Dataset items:
········
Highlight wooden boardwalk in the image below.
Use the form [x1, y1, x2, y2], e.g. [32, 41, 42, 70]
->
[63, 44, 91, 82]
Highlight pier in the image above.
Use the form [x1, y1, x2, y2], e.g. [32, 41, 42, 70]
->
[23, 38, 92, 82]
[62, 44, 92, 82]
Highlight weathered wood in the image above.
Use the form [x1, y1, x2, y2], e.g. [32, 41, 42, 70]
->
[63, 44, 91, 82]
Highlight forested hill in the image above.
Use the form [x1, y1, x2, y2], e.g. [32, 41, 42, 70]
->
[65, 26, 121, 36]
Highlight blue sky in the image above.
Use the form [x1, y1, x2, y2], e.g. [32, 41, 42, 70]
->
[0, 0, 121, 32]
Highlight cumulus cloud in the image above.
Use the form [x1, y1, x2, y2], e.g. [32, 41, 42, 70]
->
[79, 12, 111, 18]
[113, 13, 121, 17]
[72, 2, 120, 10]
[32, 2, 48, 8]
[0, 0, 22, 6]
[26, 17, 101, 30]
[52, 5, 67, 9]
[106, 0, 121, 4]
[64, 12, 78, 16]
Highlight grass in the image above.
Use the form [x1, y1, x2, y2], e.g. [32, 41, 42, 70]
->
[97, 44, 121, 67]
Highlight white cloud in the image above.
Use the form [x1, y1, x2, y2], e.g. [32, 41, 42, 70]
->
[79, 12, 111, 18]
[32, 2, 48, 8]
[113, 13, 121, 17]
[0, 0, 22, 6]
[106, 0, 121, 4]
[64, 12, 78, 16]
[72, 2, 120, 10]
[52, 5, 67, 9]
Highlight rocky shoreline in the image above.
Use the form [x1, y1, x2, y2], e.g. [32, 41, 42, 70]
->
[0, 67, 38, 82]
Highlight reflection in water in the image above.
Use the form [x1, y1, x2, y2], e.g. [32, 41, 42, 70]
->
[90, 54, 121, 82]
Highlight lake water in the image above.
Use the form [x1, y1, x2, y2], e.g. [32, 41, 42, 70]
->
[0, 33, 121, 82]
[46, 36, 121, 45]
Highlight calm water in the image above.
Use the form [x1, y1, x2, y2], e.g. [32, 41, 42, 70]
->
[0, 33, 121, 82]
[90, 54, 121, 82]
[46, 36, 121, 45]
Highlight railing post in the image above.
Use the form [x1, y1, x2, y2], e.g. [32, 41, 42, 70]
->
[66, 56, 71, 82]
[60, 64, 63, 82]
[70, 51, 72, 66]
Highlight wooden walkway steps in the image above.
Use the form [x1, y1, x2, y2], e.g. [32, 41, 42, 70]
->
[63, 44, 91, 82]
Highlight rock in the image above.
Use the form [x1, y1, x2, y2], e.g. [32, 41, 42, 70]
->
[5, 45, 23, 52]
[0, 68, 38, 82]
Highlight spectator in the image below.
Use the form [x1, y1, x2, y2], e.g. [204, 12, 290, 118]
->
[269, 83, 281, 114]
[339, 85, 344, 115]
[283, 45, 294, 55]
········
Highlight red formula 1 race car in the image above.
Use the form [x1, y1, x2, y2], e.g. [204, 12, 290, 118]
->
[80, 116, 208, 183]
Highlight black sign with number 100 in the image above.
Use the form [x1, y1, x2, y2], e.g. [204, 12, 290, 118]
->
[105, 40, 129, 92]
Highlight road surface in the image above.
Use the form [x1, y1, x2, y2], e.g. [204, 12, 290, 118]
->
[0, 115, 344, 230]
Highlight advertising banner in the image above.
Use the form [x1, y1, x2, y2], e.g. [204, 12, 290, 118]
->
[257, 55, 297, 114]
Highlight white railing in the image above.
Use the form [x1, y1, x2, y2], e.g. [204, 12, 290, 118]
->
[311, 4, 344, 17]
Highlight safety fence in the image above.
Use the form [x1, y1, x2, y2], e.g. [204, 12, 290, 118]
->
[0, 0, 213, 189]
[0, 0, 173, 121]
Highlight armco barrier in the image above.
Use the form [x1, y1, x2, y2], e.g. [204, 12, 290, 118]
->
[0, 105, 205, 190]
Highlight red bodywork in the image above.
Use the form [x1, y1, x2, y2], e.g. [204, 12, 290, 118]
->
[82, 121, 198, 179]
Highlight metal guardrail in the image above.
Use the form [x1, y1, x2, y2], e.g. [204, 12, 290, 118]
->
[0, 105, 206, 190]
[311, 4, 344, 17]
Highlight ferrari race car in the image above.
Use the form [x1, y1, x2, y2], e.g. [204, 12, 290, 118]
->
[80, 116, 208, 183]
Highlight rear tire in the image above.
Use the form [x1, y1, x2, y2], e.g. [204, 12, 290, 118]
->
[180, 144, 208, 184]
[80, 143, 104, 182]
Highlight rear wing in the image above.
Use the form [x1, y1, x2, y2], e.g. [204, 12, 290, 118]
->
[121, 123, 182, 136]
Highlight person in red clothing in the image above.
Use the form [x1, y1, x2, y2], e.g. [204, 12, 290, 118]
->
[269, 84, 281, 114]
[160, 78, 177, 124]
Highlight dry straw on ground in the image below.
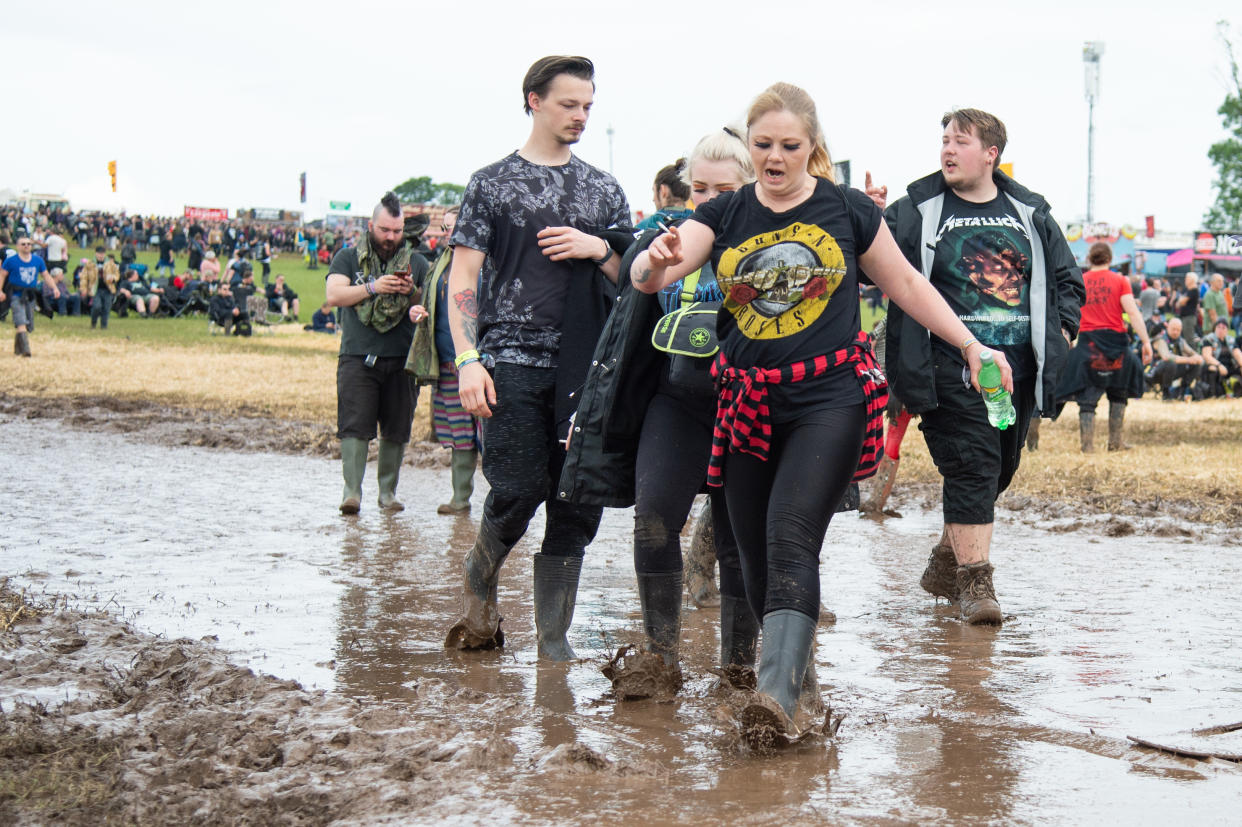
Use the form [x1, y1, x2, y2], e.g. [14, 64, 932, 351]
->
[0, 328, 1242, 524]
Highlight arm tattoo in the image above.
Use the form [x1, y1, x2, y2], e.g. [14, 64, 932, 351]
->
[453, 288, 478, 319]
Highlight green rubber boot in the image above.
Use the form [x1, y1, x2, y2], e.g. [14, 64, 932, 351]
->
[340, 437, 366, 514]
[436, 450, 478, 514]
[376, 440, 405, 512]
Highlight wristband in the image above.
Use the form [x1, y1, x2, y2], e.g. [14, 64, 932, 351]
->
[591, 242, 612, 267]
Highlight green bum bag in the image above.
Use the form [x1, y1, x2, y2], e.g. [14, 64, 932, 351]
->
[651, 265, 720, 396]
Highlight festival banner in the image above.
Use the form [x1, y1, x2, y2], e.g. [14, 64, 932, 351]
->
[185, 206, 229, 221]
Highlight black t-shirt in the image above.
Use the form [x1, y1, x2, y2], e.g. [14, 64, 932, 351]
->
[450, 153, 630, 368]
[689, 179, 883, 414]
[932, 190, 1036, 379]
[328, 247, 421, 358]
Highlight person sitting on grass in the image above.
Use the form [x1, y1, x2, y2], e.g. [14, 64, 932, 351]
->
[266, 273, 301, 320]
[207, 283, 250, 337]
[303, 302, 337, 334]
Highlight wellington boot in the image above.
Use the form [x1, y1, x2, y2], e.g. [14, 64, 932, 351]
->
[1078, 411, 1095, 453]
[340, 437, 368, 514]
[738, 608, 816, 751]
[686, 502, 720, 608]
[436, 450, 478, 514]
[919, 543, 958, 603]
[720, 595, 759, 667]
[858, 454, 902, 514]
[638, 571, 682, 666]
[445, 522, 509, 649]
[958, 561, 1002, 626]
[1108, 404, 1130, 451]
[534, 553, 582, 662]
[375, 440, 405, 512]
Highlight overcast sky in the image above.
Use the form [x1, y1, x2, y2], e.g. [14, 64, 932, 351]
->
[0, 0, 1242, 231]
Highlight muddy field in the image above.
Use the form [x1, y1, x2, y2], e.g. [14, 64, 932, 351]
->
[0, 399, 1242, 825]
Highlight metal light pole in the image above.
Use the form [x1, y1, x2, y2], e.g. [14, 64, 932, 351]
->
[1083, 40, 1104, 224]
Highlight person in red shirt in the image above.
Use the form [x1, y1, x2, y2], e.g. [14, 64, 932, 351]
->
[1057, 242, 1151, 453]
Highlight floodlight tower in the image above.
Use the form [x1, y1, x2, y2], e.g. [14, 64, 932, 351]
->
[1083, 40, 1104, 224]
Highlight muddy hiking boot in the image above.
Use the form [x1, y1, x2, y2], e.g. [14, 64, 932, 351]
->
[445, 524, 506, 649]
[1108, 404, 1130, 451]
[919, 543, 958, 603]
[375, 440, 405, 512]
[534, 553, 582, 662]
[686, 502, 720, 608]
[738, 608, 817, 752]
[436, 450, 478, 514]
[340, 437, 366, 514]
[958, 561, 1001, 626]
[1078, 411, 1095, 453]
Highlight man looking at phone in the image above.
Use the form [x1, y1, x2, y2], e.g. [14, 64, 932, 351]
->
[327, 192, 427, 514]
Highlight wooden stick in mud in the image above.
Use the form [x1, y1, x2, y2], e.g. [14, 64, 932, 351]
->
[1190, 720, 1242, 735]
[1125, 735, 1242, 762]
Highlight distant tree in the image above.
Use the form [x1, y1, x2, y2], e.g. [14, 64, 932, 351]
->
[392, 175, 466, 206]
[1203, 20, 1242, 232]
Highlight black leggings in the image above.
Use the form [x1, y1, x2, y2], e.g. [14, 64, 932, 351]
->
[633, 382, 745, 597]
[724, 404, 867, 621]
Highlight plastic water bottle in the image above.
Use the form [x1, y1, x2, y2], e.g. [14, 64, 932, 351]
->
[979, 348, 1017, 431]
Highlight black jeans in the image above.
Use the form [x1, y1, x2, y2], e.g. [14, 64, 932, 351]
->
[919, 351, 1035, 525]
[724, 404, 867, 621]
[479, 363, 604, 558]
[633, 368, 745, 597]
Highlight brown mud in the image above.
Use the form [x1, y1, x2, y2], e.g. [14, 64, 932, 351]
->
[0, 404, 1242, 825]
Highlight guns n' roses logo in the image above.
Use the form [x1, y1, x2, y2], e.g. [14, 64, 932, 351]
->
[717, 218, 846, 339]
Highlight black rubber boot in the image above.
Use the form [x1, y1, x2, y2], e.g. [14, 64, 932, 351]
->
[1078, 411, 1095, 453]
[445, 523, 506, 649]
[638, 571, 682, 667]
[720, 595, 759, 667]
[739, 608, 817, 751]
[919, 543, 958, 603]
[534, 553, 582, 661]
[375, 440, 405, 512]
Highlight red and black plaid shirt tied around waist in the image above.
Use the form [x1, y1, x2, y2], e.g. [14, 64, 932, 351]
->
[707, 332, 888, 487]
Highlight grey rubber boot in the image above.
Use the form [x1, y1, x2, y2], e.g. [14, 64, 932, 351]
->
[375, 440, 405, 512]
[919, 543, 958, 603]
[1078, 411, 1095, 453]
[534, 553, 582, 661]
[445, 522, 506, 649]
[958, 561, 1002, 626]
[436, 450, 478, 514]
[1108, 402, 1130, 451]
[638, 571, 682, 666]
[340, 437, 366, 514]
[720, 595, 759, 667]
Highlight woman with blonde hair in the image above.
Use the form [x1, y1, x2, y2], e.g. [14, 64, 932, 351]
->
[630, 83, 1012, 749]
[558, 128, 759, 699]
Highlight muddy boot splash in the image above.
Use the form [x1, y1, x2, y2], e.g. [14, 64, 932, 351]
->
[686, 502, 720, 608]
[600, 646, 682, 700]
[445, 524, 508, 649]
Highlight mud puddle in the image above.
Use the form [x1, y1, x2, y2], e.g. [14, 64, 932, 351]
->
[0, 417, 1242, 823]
········
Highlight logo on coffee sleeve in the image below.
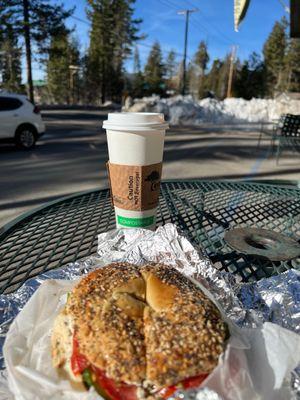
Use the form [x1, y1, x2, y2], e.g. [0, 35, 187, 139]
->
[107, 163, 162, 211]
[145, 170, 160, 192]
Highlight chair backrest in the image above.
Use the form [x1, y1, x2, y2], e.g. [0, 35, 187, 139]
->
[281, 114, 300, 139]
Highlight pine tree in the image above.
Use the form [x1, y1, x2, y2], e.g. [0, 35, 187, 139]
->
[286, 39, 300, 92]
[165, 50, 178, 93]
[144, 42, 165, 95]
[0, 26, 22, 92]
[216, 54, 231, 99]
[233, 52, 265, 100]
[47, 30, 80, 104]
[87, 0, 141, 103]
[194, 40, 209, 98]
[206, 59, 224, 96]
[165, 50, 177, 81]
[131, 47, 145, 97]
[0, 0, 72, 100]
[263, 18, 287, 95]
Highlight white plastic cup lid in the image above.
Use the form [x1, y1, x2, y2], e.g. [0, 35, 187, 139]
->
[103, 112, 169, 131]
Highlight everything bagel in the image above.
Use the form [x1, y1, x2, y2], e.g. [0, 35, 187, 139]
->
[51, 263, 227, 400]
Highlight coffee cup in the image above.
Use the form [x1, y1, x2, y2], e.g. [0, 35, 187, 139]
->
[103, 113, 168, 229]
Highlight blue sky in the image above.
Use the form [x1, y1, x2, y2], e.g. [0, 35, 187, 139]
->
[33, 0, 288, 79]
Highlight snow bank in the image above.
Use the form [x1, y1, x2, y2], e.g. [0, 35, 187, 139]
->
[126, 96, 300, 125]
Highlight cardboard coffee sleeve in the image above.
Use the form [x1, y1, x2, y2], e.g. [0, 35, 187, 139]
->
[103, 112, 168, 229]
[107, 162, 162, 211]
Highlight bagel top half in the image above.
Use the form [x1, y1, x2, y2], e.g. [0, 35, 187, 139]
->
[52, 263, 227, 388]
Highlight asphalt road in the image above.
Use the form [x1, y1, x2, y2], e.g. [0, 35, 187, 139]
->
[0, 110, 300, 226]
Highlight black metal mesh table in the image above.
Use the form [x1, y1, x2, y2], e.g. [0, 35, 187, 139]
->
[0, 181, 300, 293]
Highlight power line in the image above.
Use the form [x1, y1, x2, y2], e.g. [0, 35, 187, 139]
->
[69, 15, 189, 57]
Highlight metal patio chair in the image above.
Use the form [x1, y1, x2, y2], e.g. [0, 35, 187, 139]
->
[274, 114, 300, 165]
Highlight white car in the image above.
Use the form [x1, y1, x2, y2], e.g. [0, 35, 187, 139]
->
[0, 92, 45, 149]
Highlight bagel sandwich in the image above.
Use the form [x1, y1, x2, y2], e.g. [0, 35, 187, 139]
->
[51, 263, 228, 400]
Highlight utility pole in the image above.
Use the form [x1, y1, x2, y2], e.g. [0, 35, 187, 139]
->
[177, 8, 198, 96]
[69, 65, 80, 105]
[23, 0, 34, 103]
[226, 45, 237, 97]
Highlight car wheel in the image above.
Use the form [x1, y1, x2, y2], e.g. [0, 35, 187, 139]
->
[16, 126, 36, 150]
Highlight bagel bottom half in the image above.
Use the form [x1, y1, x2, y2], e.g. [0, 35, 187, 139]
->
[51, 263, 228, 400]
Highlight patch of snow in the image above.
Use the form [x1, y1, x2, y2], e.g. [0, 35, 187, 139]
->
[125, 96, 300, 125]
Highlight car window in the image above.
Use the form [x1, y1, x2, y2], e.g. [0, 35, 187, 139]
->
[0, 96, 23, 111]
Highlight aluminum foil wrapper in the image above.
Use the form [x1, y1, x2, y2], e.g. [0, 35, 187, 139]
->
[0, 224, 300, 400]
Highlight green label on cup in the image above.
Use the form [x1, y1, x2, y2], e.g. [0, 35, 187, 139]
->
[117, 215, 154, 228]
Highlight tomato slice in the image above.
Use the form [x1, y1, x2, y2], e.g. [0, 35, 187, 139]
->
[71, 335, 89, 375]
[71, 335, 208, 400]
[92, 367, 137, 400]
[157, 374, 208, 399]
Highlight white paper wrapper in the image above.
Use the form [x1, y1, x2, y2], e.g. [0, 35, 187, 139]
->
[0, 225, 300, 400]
········
◆ **Task to complete**:
Copy out the data from the line containing "Highlight wooden boardwalk" through the line containing "[62, 44, 92, 82]", both included, and swap "pier" for "dock", leaving everything else unchanged.

◆ **In response**:
Highlight wooden boardwalk in the image below.
Use the form [x1, y1, x2, y2], e.g. [32, 41, 42, 70]
->
[63, 44, 91, 82]
Highlight dock in the image above.
Use the form [x1, y1, x2, y2], e.g. [32, 41, 42, 70]
->
[23, 38, 92, 82]
[62, 44, 92, 82]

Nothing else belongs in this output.